▶ [REQUIREMENT 1]: Reproduce everything in the GuC patch thread from "We couldn't just" down to "actually submit it?".

▶ [SOURCE TEXT]:
[Intel-gfx] [PATCH 14/15] drm/i915/guc: Keep the execbuf client allocated across reset

Mon Nov 28 15:44:41 UTC 2016

On 28/11/2016 14:11, Chris Wilson wrote:
> On Mon, Nov 28, 2016 at 01:49:03PM +0000, Tvrtko Ursulin wrote:
>>
>> On 25/11/2016 09:30, Chris Wilson wrote:
>>> In order to avoid some complexity in trying to reconstruct the
>>> workqueues across reset, remember them instead. The issue comes when we
>>> have to handle a reset between request allocation and submission, the
>>> request has reserved space in the wq, but is not in any list so we fail
>>> to restore the reserved space. By keeping the execbuf client intact
>>> across the reset, we also keep the reservations.
>>
>> I lost track a bit on why do we need to reserve the space at request
>> creation time? Is it not becoming a bit cumbersome?
>
> It is very, very hard to handle a failure. We have to be careful not to
> alter global state prior to executing the request, or at least
> submitting the request, which we are currently not. Since we can't
> unwind the global state changes, that imposes a point-of-no-return on
> request construction after which, the request must be submitted. (It is
> possible though to detect when a request doesn't make any global state
> changes and drop the request on add.) As the reservation may fail, we
> have to do that early.

We couldn't just not do any of the ring buffer writing at execbuf time, 
just add it to the appropriate timeline and do all of that later, when 
the scheduler decides it is time to actually submit it?

>>> @@ -883,8 +877,13 @@ guc_client_alloc(struct drm_i915_private *dev_priv,
>>>
>>> 	guc_proc_desc_init(guc, client);
>>> 	guc_ctx_desc_init(guc, client);
>>> -	if (guc_init_doorbell(guc, client, db_id))
>>> -		goto err;
>>> +
>>> +	/* For runtime client allocation we need to enable the doorbell. Not
>>> +	 * required yet for the static execbuf_client as this special kernel
>>> +	 * client is enabled from i915_guc_submission_enable().
>>> +	 *
>>> +	 * guc_update_doorbell_id(guc, client, db_id);
>>> +	 */
>>
>> What future is the "not yet" part referring to? What are the other clients?
>
> No idea. The code is designed around the premise that users could
> allocate guc contexts and do direct submission on their private
> channels. That may be more appropriate in a bufferless world, but not
> yet.

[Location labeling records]
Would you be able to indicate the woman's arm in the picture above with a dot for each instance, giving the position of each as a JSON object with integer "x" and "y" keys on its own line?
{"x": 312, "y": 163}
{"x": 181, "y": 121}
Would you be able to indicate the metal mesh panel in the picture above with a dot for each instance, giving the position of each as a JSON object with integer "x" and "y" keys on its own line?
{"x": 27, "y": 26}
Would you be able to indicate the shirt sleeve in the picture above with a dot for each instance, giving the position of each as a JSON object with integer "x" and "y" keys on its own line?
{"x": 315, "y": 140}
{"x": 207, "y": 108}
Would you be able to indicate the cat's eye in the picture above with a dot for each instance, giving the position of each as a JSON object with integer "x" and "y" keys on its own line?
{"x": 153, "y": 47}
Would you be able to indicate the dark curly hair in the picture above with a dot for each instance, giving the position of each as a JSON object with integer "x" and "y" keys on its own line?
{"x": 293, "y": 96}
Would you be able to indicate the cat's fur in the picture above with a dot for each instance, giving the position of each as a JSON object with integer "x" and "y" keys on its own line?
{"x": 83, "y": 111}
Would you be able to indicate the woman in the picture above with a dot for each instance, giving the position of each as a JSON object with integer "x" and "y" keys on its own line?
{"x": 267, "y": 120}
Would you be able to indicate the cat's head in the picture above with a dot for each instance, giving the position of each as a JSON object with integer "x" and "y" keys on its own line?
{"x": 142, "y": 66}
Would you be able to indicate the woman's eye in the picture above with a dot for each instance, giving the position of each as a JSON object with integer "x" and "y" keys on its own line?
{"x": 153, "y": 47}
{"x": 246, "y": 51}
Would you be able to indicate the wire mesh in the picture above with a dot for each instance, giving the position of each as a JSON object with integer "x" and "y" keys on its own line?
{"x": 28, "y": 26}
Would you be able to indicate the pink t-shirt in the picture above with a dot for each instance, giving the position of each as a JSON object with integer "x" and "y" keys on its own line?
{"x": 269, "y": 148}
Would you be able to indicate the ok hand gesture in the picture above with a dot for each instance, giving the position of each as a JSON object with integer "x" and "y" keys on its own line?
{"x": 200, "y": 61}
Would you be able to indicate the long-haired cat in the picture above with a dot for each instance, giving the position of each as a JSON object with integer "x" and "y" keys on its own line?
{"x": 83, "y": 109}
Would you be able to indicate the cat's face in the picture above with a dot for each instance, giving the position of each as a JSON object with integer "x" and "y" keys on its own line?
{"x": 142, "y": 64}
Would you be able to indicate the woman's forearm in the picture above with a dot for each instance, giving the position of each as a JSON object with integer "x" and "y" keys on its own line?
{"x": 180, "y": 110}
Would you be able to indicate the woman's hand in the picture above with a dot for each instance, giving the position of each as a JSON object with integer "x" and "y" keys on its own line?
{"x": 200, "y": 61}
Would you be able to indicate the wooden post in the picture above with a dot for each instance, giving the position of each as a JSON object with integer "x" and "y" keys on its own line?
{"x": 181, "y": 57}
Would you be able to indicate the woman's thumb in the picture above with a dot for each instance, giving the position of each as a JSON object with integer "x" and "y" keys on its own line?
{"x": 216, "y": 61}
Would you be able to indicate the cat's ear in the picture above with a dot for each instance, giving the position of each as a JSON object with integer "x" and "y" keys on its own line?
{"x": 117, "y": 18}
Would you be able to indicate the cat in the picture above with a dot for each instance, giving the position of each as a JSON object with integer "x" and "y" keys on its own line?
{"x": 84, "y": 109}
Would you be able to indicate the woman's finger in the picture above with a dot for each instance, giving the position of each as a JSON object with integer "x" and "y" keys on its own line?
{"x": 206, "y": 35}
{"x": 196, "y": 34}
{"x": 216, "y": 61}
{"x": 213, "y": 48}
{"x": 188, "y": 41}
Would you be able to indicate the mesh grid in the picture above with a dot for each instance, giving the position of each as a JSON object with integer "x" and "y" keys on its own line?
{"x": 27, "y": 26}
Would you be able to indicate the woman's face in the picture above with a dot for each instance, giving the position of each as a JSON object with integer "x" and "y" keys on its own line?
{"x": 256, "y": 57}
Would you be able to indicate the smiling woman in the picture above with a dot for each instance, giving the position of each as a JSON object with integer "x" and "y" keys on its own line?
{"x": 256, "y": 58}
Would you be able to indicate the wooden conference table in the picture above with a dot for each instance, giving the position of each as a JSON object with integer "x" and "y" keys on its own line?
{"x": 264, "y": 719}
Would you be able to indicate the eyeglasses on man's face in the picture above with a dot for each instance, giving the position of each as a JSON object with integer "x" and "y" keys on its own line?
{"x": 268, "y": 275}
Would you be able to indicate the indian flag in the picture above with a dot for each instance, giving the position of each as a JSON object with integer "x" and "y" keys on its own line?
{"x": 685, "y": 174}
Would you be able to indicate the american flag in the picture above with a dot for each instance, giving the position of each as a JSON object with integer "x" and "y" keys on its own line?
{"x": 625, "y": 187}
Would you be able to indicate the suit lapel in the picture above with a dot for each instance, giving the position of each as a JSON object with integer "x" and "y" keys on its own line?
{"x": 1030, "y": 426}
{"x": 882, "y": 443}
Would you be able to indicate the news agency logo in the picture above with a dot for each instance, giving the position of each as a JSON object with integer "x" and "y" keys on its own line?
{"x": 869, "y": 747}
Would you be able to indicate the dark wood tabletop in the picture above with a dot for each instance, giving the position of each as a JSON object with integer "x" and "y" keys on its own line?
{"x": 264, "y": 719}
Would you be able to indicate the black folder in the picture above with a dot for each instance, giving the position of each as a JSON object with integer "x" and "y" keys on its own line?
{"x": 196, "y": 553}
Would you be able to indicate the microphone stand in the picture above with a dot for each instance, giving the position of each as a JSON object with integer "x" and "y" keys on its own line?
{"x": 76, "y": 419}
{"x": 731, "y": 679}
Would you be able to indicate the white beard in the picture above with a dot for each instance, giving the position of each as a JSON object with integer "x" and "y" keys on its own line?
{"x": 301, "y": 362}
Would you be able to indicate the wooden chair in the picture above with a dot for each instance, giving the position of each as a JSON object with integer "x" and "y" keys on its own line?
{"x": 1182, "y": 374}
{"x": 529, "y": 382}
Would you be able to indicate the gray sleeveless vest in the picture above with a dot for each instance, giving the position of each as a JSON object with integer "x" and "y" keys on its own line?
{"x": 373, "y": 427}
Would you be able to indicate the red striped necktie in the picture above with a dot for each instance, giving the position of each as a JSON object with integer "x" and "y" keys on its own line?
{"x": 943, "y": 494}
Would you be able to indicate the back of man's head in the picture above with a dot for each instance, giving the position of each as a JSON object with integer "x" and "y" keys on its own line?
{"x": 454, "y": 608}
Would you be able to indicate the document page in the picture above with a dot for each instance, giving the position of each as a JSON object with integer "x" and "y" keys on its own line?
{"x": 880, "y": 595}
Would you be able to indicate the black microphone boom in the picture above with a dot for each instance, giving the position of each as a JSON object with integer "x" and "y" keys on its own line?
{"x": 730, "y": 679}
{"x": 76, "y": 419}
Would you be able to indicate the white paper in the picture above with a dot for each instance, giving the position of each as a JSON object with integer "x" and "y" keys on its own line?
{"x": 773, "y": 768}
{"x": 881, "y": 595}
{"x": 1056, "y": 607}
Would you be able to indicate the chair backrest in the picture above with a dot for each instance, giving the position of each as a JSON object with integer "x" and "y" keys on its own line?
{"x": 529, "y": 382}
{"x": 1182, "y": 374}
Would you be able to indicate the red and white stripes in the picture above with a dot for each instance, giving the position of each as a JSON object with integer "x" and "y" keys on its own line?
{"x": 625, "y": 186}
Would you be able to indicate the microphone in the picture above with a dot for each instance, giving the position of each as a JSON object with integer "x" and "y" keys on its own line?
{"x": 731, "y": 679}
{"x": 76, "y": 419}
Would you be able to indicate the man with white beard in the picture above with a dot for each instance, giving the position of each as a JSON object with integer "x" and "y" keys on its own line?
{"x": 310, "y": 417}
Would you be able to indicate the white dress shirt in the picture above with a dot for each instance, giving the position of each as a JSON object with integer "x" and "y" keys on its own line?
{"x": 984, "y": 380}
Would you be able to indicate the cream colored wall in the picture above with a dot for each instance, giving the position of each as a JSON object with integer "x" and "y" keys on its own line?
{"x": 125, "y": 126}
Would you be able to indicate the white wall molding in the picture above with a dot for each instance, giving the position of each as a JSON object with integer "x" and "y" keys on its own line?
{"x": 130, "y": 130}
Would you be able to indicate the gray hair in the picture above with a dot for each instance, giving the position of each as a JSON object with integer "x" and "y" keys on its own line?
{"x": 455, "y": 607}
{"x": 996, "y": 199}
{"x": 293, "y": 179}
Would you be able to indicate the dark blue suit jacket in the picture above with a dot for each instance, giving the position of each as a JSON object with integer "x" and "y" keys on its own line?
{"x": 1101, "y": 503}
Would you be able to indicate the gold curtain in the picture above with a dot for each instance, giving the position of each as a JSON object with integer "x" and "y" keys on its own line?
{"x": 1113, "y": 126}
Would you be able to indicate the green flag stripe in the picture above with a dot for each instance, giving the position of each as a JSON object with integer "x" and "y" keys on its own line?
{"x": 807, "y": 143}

▶ [REQUIREMENT 2]: Gather each line of the listing that contains the word "wall".

▶ [FULL SOLUTION 1]:
We couldn't just not do any of the ring buffer writing at execbuf time, 
just add it to the appropriate timeline and do all of that later, when 
the scheduler decides it is time to actually submit it?

▶ [FULL SOLUTION 2]:
Would you be able to indicate the cream colored wall in the picture above with a dot for each instance, giving the position of each as a JSON object with integer "x" and "y" keys on its own line?
Would you be able to indicate the white wall molding in the picture above with a dot for each instance, giving the position of each as a JSON object with integer "x" and "y" keys on its own line?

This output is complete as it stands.